O QUE FAZER >> Reproduza, sem omitir nenhuma, apenas as linhas do material que vão da linha com "where the cabinet" até a linha com "(151, 424), (182, 497)", incluindo as duas. Redimensione somente as coordenadas das respostas, multiplicando cada valor por 1,6 e arredondando para o inteiro mais próximo, com as metades para cima.

======== REGISTROS DE DADOS ========

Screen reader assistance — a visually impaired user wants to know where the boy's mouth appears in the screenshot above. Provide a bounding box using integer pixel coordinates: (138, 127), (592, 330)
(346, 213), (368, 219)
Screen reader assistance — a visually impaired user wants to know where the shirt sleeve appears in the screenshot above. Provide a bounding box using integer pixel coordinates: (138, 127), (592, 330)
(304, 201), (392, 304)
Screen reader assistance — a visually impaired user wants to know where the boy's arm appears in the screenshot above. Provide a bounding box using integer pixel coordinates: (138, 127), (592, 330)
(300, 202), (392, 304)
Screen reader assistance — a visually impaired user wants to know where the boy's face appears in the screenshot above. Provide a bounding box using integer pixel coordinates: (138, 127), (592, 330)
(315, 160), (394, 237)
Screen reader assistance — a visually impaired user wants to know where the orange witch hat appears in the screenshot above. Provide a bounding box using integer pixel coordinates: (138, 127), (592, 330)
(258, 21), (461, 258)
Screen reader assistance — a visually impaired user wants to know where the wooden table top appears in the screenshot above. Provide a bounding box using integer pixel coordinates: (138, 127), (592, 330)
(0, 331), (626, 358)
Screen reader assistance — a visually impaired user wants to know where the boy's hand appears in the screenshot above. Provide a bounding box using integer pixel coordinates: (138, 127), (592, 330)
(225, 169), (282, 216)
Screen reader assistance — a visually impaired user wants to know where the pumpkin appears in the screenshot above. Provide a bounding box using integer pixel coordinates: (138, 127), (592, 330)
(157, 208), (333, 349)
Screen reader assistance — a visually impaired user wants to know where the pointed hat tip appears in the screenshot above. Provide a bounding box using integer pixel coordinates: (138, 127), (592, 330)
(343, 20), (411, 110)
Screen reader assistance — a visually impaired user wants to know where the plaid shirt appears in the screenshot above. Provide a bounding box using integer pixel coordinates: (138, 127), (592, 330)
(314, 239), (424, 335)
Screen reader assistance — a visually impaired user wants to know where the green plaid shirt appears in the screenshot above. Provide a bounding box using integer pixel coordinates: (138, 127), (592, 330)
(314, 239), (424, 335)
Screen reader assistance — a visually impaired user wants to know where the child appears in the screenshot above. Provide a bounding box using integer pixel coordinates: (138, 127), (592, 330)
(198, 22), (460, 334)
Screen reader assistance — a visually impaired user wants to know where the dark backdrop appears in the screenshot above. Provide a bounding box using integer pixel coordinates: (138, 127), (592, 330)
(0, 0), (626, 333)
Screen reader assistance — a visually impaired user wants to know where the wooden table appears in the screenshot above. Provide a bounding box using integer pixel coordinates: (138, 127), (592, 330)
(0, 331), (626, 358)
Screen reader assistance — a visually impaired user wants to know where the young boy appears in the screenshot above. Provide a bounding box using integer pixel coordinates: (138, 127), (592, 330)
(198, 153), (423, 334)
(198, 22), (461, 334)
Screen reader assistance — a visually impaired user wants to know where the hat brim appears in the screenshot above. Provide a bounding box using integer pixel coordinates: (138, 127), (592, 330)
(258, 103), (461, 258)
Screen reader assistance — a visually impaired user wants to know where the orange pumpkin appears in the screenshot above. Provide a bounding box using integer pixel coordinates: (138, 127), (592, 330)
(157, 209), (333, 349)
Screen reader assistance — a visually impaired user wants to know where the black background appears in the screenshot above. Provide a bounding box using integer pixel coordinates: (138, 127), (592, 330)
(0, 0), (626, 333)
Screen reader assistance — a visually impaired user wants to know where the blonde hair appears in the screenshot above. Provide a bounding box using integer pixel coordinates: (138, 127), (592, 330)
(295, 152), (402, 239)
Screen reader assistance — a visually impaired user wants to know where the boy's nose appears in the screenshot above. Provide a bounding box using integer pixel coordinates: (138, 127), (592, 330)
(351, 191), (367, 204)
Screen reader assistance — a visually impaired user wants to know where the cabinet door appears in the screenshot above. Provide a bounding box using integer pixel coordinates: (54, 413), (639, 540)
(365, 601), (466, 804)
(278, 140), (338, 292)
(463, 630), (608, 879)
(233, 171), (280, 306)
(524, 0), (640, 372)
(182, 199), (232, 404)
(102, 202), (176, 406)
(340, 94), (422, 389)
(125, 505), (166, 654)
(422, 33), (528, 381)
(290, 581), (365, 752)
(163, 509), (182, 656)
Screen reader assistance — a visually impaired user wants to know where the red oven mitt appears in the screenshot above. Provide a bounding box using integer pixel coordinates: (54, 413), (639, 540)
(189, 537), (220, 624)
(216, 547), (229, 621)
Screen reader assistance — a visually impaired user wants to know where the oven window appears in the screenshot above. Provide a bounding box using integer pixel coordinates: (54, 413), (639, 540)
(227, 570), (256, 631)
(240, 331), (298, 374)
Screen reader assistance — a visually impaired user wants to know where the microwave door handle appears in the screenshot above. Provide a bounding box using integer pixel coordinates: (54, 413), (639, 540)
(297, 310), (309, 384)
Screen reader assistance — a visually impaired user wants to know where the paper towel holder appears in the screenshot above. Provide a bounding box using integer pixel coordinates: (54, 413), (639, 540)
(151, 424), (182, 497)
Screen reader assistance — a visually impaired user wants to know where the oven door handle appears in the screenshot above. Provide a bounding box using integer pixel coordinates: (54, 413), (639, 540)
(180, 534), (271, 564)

========

RESULTADO DO EXERCÍCIO >>
Screen reader assistance — a visually impaired user wants to know where the cabinet door appears in the screenshot above. Provide a bounding box using integer pixel coordinates: (54, 413), (639, 540)
(584, 962), (746, 1286)
(445, 224), (541, 467)
(741, 1008), (973, 1406)
(373, 274), (448, 490)
(838, 0), (1024, 595)
(291, 318), (371, 646)
(163, 323), (282, 650)
(544, 150), (675, 622)
(200, 808), (266, 1046)
(675, 53), (845, 610)
(464, 930), (584, 1203)
(261, 814), (291, 1050)
Screen reader assistance — a visually impaired user wants to know where the red oven mitt appears in the screenshot above. Provide a bounding box using integer pixel coordinates: (54, 413), (639, 540)
(302, 859), (352, 998)
(346, 875), (366, 994)
Screen reader assistance — a visually impaired user wants to know where the oven window appears in the screenshot above. Provide a bounding box using integer pixel coordinates: (54, 413), (639, 540)
(363, 912), (410, 1010)
(384, 530), (477, 598)
Screen reader assistance — a visually impaired user wants to know where the microwave door handle appears in the screenshot above. Provide a bounding box using integer pixel coordinates: (54, 413), (639, 540)
(475, 496), (494, 614)
Screen reader assistance — a visually impaired user wants to know where the paper towel holder appears in the screenshot above. Provide a bounding box using integer pixel coordinates: (54, 413), (639, 540)
(242, 678), (291, 795)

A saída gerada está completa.